Prediction of Biological Targets of Actives


Request for Help

One of the interesting features of the GSK set of antimalarial compounds that are acting as the starting point for this project is that they are whole-cell actives, meaning that though they are extremely promising hits, we don't know how they work - i.e. what the targets are. To some extent this doesn't matter - praziquantel has been used for over 30 years and nobody knows how it works. However, a combination of factors (ease of regulatory approval, the possibility of some rational drug design, sheer curiosity) means it would be nice to know what these antimalarials are actually doing. How to figure that out?

There are ways. One is to use predictive cheminformatics - to use a correlation of all the known drug vs. drug target matches that are known, and to extrapolate that model to a molecule of interest. This exact part of the open malaria project was in our original grant proposal as something with which the core team had no expertise and so was an area where we were going to have to appeal for help. One of the super nice extra features that such an approach can bring is to predict off-target effects, which can help make a drug more effective (for example in this tremendous paper).

▸ **Available data**:
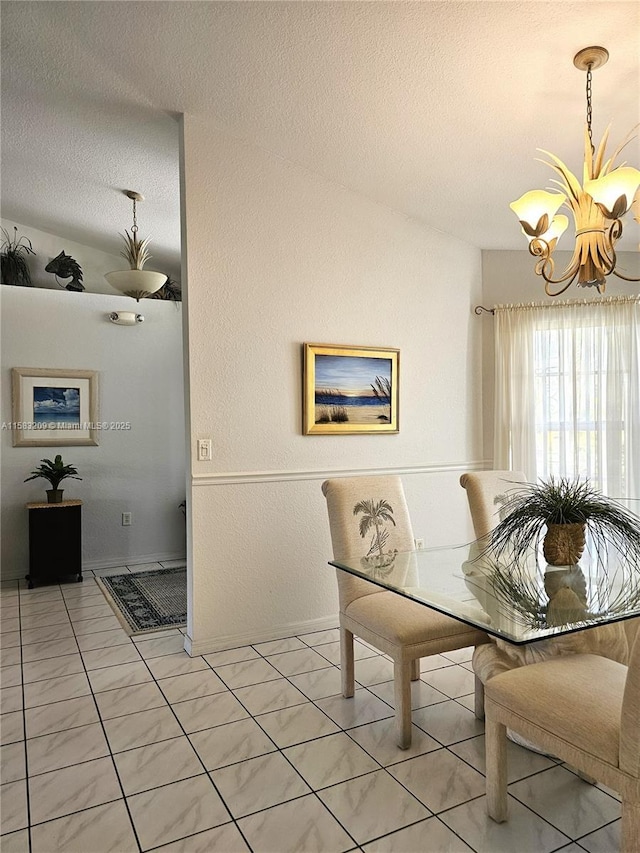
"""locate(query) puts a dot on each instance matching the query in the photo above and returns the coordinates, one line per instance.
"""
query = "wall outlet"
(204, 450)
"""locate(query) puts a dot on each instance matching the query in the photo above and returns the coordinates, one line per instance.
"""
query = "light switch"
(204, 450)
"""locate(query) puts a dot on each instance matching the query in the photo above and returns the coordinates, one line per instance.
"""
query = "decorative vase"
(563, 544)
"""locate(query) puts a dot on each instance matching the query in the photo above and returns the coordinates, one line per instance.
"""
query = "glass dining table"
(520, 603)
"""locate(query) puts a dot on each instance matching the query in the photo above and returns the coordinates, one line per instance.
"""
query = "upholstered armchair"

--

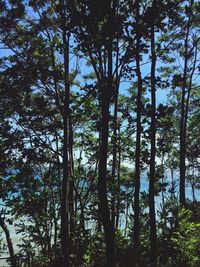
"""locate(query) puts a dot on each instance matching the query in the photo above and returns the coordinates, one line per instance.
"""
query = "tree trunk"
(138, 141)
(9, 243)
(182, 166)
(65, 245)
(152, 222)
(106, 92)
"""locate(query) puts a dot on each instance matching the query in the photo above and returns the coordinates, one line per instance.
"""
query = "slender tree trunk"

* * *

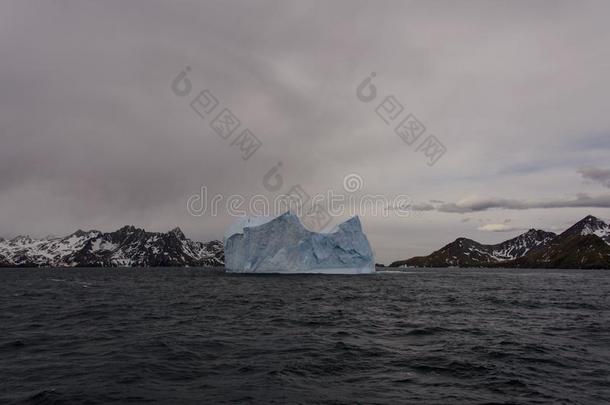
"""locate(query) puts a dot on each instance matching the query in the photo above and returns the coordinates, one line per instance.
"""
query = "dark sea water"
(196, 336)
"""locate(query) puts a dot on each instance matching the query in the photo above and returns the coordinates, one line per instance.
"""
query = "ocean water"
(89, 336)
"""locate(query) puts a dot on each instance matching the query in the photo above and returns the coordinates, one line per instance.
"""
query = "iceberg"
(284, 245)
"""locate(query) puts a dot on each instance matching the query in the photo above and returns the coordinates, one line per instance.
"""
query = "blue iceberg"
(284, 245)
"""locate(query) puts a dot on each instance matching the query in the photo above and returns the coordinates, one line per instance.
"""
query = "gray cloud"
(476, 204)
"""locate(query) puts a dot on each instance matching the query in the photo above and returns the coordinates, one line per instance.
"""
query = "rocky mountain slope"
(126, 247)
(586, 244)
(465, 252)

▸ **Work required**:
Copy out, word for word, the whole text above about predicting the biological targets of antimalarial actives.

▸ **Result of the task**:
Prediction of Biological Targets of Actives


Request for Help

One of the interesting features of the GSK set of antimalarial compounds that are acting as the starting point for this project is that they are whole-cell actives, meaning that though they are extremely promising hits, we don't know how they work - i.e. what the targets are. To some extent this doesn't matter - praziquantel has been used for over 30 years and nobody knows how it works. However, a combination of factors (ease of regulatory approval, the possibility of some rational drug design, sheer curiosity) means it would be nice to know what these antimalarials are actually doing. How to figure that out?

There are ways. One is to use predictive cheminformatics - to use a correlation of all the known drug vs. drug target matches that are known, and to extrapolate that model to a molecule of interest. This exact part of the open malaria project was in our original grant proposal as something with which the core team had no expertise and so was an area where we were going to have to appeal for help. One of the super nice extra features that such an approach can bring is to predict off-target effects, which can help make a drug more effective (for example in this tremendous paper).